__取り組む課題__
「Can you find the exposed」を含む行から「point(919, 688)」を含む行まで、両端の行も含めてそのまま繰り返してください。画像は解答に入れないでください。

__提供された記録__

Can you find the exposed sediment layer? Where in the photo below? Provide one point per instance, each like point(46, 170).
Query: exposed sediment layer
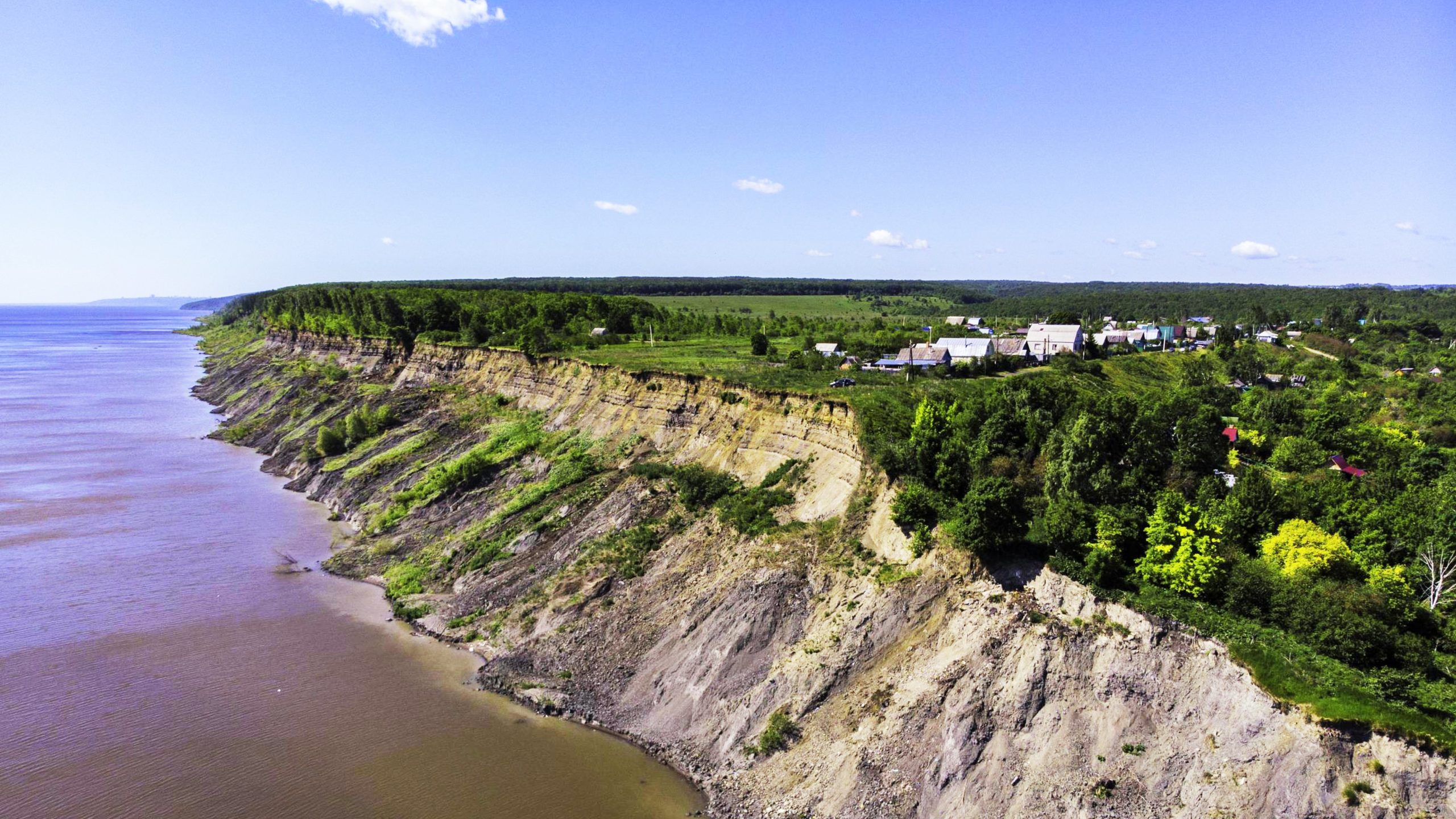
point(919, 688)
...
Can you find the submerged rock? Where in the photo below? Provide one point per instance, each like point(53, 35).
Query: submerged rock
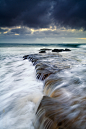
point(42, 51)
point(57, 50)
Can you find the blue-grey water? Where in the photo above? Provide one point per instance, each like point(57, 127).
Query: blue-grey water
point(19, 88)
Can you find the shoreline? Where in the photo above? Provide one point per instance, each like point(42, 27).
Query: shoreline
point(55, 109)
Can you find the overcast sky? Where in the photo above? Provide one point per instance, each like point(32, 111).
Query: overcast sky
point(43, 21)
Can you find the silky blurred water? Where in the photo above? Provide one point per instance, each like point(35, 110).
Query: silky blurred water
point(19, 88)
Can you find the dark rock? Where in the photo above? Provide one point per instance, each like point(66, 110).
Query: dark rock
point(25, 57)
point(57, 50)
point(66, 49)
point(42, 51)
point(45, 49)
...
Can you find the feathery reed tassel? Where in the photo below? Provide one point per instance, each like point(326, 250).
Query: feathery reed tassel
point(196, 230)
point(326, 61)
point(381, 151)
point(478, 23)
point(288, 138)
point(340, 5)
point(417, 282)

__完全な解答__
Can you find the exposed sediment layer? Where in the photo below? Provide one point per instance, each like point(46, 170).
Query: exposed sediment layer
point(919, 688)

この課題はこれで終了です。